In the passage on fragment-based drug design below, what are the three ways to advance fragments to leads?
(Source passage)
Roughly speaking there are three
ways to advance fragments to leads: growing, linking, or merging. Growing is
the most common, but as the number of crystal structures of bound fragments
continues to increase so too does the opportunity for fragment merging, in
which elements of two fragments are combined into a new molecule. In a new
(open access) J. Chem. Inf. Mod. paper, Charlotte Deane and
collaborators at University of Oxford, Informatics Matters, Vernalis, and LifeArc
compare two in silico methods.
Fragment merging, as described in
the paper, “is used for fragments that bind in partially overlapping space by
designing compounds that incorporate substructural features from each.” Each
fragment may have extraneous bits that are not kept in the merged molecule. Indeed,
sometimes only a small portion of one of the fragments is incorporated into the
final molecule. (Both these concepts are shown in an example we recently wrote
about here.)
(End Source passage)
(Dataset excerpts)
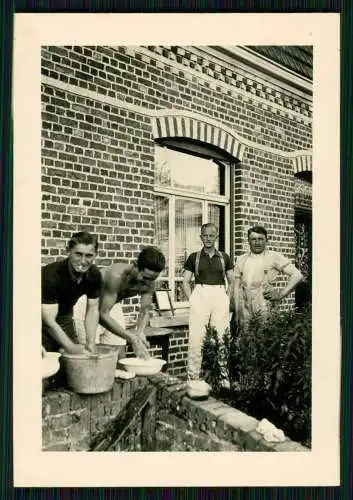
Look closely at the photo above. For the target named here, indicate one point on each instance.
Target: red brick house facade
(142, 144)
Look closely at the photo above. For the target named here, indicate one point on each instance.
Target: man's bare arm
(49, 314)
(186, 283)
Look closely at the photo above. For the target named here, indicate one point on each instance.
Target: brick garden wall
(98, 144)
(72, 422)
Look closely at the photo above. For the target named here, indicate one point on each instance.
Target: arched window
(192, 187)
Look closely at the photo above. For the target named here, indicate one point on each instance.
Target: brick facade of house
(104, 107)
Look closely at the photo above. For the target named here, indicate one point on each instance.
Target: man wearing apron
(255, 274)
(209, 301)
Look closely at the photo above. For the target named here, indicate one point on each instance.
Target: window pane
(161, 210)
(184, 171)
(188, 219)
(216, 214)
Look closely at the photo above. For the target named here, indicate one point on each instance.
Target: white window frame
(205, 198)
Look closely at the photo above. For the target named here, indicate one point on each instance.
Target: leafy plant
(268, 366)
(213, 359)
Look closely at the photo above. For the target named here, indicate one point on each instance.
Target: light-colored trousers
(103, 336)
(209, 304)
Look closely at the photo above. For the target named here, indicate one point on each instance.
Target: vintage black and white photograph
(189, 169)
(176, 252)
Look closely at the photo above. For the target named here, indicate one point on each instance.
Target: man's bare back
(124, 277)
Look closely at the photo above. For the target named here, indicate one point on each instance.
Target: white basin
(142, 366)
(50, 364)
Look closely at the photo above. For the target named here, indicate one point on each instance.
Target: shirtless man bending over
(121, 281)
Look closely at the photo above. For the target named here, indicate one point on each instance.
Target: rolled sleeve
(49, 288)
(190, 263)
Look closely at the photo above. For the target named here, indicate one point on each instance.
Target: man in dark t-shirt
(63, 283)
(209, 301)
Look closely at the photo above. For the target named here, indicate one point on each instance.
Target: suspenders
(220, 255)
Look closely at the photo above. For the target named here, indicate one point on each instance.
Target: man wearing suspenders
(210, 299)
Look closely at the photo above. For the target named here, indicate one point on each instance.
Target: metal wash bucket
(91, 373)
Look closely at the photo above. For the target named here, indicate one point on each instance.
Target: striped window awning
(303, 163)
(199, 130)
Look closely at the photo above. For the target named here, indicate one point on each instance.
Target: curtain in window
(162, 228)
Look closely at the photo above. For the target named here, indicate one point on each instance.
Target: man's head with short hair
(82, 249)
(209, 235)
(259, 230)
(209, 225)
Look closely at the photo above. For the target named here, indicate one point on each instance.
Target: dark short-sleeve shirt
(59, 286)
(210, 269)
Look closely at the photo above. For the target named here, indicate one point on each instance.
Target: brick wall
(98, 158)
(70, 421)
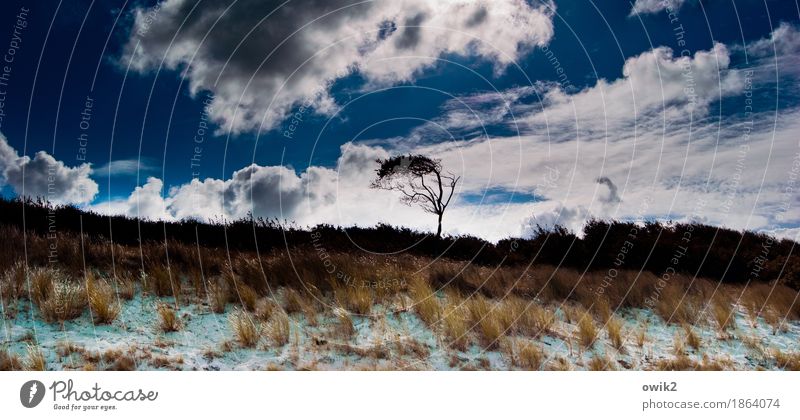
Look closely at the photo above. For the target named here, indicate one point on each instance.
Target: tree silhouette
(421, 180)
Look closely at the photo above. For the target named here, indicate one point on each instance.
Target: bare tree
(421, 180)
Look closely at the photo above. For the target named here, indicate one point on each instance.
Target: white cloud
(655, 6)
(260, 60)
(656, 88)
(124, 167)
(45, 177)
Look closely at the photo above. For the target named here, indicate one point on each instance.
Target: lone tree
(420, 179)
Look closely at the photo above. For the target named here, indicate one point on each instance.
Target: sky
(551, 112)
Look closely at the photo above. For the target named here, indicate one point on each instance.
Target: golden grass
(754, 347)
(678, 363)
(344, 325)
(34, 359)
(245, 329)
(425, 302)
(245, 295)
(787, 361)
(102, 300)
(614, 330)
(124, 287)
(603, 310)
(167, 318)
(163, 282)
(560, 363)
(278, 330)
(9, 361)
(264, 309)
(65, 301)
(586, 333)
(294, 301)
(600, 363)
(777, 322)
(455, 326)
(529, 356)
(491, 331)
(678, 345)
(692, 339)
(685, 363)
(217, 296)
(641, 335)
(357, 299)
(723, 314)
(675, 307)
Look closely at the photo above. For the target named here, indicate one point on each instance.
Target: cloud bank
(45, 177)
(261, 58)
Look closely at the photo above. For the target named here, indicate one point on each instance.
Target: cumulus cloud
(573, 218)
(260, 59)
(612, 197)
(657, 88)
(655, 6)
(45, 177)
(124, 167)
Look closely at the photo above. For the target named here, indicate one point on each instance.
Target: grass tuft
(279, 329)
(614, 330)
(168, 318)
(102, 300)
(34, 360)
(586, 332)
(245, 329)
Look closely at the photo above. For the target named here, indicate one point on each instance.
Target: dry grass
(426, 304)
(163, 282)
(692, 339)
(787, 361)
(678, 363)
(777, 322)
(245, 329)
(294, 301)
(600, 363)
(102, 300)
(754, 347)
(455, 326)
(723, 314)
(124, 287)
(357, 299)
(9, 361)
(586, 333)
(603, 310)
(678, 345)
(245, 295)
(614, 330)
(685, 363)
(278, 330)
(217, 296)
(34, 359)
(264, 309)
(675, 306)
(529, 356)
(490, 323)
(167, 318)
(560, 363)
(344, 325)
(64, 301)
(641, 335)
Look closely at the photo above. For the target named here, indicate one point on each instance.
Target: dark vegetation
(690, 249)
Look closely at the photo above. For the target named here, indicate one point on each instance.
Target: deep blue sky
(68, 46)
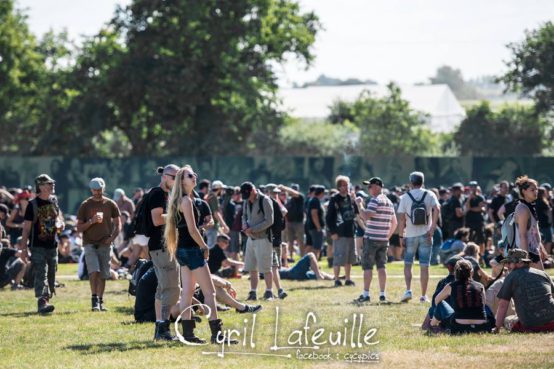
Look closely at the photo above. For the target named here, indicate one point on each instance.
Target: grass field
(75, 337)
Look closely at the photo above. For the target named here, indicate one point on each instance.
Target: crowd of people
(197, 235)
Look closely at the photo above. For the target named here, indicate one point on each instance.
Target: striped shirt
(380, 221)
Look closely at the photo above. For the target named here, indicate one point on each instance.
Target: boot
(215, 327)
(43, 306)
(162, 332)
(188, 332)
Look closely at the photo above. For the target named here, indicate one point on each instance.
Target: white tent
(436, 100)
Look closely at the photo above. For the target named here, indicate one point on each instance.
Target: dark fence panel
(73, 174)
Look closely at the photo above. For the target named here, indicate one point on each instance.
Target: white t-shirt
(405, 206)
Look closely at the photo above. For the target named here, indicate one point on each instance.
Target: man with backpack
(419, 211)
(257, 219)
(167, 270)
(43, 220)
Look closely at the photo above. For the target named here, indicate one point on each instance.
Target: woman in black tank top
(185, 243)
(465, 299)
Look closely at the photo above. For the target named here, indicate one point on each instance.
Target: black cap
(374, 180)
(44, 178)
(246, 189)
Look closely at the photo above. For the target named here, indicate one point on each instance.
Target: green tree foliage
(531, 69)
(388, 126)
(299, 138)
(513, 130)
(454, 79)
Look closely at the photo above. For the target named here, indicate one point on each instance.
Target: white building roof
(436, 100)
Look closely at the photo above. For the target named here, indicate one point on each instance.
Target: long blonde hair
(171, 232)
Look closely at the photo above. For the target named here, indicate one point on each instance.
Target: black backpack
(142, 221)
(418, 212)
(141, 267)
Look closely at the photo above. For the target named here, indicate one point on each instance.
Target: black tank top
(467, 300)
(185, 240)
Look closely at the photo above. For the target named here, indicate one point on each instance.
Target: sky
(383, 40)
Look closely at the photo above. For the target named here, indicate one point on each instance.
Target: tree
(389, 127)
(531, 69)
(454, 79)
(514, 130)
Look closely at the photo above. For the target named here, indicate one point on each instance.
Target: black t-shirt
(5, 255)
(314, 203)
(340, 216)
(295, 208)
(543, 214)
(145, 297)
(157, 198)
(495, 205)
(217, 256)
(475, 219)
(44, 230)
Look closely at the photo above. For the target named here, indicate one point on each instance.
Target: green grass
(74, 337)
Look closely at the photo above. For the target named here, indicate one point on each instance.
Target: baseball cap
(374, 180)
(217, 184)
(516, 256)
(246, 189)
(44, 178)
(118, 193)
(97, 184)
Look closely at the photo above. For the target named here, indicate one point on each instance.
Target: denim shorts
(421, 244)
(192, 258)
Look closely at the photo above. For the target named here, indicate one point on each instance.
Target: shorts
(140, 240)
(98, 259)
(167, 272)
(258, 256)
(192, 258)
(234, 243)
(344, 251)
(421, 244)
(546, 234)
(276, 257)
(477, 235)
(317, 239)
(374, 253)
(395, 240)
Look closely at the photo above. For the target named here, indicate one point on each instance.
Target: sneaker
(406, 297)
(43, 306)
(424, 299)
(250, 309)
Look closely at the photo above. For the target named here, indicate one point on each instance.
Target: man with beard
(99, 219)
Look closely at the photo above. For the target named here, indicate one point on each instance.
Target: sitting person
(301, 270)
(532, 291)
(218, 259)
(146, 290)
(12, 268)
(460, 306)
(455, 245)
(471, 254)
(450, 264)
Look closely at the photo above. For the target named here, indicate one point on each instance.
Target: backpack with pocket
(142, 221)
(508, 232)
(418, 211)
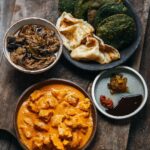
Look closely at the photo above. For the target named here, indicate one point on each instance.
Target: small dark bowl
(28, 91)
(125, 53)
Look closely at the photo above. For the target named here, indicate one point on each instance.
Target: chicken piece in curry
(55, 117)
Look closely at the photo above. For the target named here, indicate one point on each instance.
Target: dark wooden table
(131, 134)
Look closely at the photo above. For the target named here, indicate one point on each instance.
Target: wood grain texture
(119, 130)
(111, 135)
(142, 8)
(6, 12)
(140, 128)
(13, 83)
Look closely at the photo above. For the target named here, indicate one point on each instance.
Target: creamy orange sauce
(56, 117)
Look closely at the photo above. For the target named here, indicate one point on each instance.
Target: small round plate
(136, 86)
(125, 53)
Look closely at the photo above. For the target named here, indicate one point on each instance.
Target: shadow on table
(8, 141)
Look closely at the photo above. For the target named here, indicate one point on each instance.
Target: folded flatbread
(73, 30)
(95, 50)
(78, 37)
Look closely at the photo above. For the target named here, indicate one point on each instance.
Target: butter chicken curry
(56, 117)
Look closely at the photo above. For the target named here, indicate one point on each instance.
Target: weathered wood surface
(111, 135)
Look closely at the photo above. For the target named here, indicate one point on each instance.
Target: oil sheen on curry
(55, 117)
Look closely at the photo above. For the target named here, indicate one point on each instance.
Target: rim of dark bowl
(15, 27)
(92, 66)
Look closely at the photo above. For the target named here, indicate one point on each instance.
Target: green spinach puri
(117, 30)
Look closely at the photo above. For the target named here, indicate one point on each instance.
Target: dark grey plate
(125, 53)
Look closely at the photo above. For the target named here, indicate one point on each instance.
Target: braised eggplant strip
(33, 47)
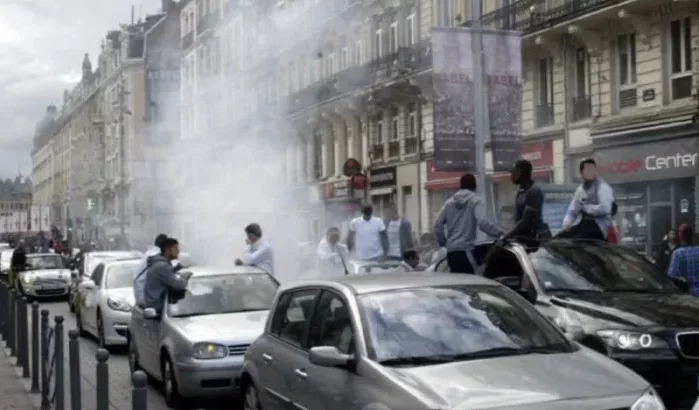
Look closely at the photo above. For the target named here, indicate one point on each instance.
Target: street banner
(503, 75)
(454, 116)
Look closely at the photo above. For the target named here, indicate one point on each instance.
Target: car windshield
(208, 295)
(596, 268)
(454, 323)
(38, 262)
(121, 275)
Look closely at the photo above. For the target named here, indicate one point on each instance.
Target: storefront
(654, 186)
(382, 188)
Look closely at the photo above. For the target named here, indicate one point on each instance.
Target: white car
(105, 300)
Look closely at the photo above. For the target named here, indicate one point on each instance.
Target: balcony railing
(533, 15)
(544, 115)
(582, 108)
(187, 40)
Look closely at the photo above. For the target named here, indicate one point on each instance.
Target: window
(681, 58)
(292, 314)
(410, 30)
(332, 325)
(393, 38)
(378, 40)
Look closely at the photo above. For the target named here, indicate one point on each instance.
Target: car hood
(646, 310)
(226, 328)
(519, 380)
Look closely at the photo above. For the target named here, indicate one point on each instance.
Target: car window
(291, 326)
(597, 268)
(97, 275)
(331, 325)
(454, 322)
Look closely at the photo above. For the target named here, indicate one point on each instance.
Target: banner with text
(454, 116)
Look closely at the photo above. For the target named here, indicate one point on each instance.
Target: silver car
(105, 300)
(196, 345)
(421, 342)
(46, 275)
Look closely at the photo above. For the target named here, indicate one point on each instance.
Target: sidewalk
(14, 390)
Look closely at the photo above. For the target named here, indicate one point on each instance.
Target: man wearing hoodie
(161, 277)
(140, 281)
(461, 215)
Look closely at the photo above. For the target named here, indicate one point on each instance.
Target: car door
(323, 387)
(283, 345)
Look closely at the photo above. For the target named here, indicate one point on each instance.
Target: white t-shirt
(367, 238)
(393, 229)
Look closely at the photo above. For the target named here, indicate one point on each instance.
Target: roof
(363, 284)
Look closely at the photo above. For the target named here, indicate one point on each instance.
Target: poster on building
(454, 116)
(503, 75)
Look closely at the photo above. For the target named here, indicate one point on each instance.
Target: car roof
(363, 284)
(203, 270)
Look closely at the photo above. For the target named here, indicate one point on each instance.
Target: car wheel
(251, 400)
(171, 390)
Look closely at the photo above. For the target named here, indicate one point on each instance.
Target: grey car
(195, 346)
(46, 275)
(421, 342)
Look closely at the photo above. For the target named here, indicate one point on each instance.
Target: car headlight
(649, 400)
(629, 340)
(209, 351)
(117, 304)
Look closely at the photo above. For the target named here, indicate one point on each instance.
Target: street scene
(350, 204)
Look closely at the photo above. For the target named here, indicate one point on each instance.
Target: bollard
(102, 356)
(45, 402)
(36, 337)
(59, 371)
(74, 369)
(24, 335)
(139, 398)
(11, 315)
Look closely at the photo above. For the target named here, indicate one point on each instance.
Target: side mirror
(329, 356)
(150, 313)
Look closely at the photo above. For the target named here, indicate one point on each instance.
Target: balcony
(582, 108)
(544, 115)
(188, 40)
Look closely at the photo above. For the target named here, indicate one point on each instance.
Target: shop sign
(648, 162)
(383, 177)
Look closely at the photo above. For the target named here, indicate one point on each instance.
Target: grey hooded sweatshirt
(461, 215)
(161, 278)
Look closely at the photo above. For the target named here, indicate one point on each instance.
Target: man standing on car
(161, 277)
(259, 252)
(462, 215)
(685, 260)
(589, 214)
(367, 236)
(399, 233)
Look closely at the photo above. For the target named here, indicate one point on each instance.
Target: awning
(382, 191)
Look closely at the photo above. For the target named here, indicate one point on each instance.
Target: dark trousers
(586, 229)
(458, 262)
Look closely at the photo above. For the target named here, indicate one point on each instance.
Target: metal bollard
(13, 323)
(139, 396)
(102, 356)
(36, 338)
(59, 373)
(45, 402)
(74, 369)
(24, 332)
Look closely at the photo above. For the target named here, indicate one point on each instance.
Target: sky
(42, 44)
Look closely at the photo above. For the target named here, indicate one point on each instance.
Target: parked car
(425, 341)
(619, 302)
(86, 263)
(45, 275)
(195, 346)
(105, 300)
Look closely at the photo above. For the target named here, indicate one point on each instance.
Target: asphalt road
(119, 375)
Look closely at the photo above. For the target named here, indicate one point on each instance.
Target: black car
(610, 299)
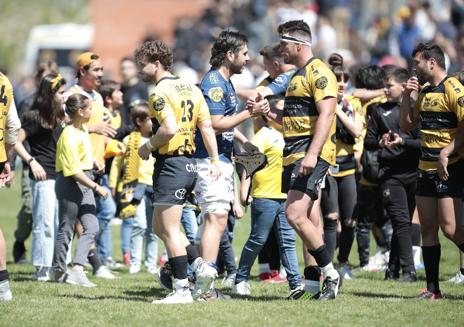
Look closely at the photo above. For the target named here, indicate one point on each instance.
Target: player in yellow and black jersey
(339, 195)
(440, 111)
(176, 108)
(308, 121)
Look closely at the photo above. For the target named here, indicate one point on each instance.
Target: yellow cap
(85, 59)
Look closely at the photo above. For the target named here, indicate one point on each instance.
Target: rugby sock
(94, 260)
(4, 275)
(415, 234)
(330, 235)
(192, 253)
(461, 247)
(179, 266)
(322, 257)
(312, 275)
(431, 255)
(181, 284)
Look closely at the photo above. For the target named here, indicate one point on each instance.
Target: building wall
(121, 25)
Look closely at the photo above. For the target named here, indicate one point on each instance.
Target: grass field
(365, 301)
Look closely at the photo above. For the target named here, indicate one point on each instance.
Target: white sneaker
(229, 281)
(206, 275)
(134, 269)
(242, 288)
(457, 279)
(345, 271)
(5, 292)
(78, 277)
(105, 273)
(176, 297)
(42, 274)
(153, 270)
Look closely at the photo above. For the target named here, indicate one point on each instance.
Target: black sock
(330, 235)
(415, 234)
(321, 255)
(461, 247)
(4, 275)
(192, 253)
(312, 273)
(94, 260)
(179, 266)
(431, 255)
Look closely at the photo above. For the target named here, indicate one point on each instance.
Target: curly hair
(226, 41)
(299, 27)
(153, 51)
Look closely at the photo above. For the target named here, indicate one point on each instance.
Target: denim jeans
(143, 229)
(106, 210)
(266, 215)
(190, 223)
(44, 222)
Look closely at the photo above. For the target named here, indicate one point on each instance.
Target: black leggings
(338, 202)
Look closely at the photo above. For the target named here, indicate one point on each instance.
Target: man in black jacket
(398, 160)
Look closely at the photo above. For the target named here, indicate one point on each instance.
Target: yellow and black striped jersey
(441, 109)
(309, 85)
(175, 97)
(6, 96)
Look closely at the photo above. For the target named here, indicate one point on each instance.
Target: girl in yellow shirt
(75, 189)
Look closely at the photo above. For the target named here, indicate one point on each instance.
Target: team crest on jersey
(461, 101)
(216, 94)
(321, 83)
(159, 104)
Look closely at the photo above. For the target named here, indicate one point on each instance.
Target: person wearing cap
(9, 128)
(89, 74)
(308, 120)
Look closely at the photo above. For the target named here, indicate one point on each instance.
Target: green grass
(365, 301)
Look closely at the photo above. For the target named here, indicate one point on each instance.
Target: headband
(293, 39)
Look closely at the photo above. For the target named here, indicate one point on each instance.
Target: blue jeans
(106, 210)
(190, 223)
(44, 222)
(268, 214)
(143, 228)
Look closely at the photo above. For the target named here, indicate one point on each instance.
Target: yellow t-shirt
(441, 110)
(99, 112)
(174, 96)
(6, 95)
(74, 151)
(267, 182)
(309, 85)
(145, 167)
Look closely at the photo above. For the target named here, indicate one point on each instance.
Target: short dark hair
(296, 27)
(400, 75)
(153, 51)
(225, 42)
(431, 50)
(107, 88)
(370, 77)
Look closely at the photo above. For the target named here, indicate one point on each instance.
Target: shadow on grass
(401, 297)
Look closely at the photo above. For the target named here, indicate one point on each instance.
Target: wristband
(149, 146)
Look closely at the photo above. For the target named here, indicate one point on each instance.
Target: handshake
(257, 105)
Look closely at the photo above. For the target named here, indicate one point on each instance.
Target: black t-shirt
(42, 142)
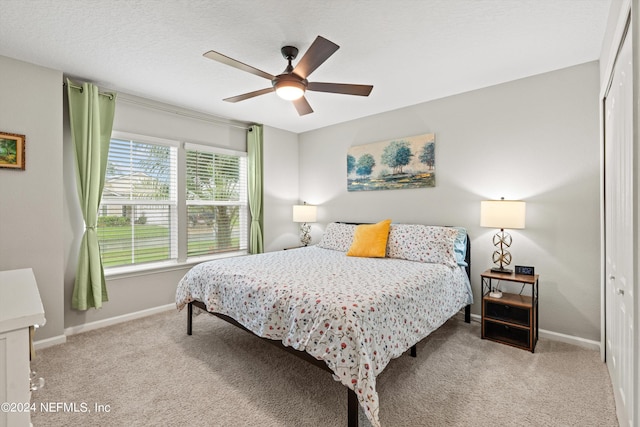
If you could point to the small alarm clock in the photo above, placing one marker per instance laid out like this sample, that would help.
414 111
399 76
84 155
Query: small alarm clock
(End Dataset excerpts)
Answer to the problem >>
Growing, linking, and merging.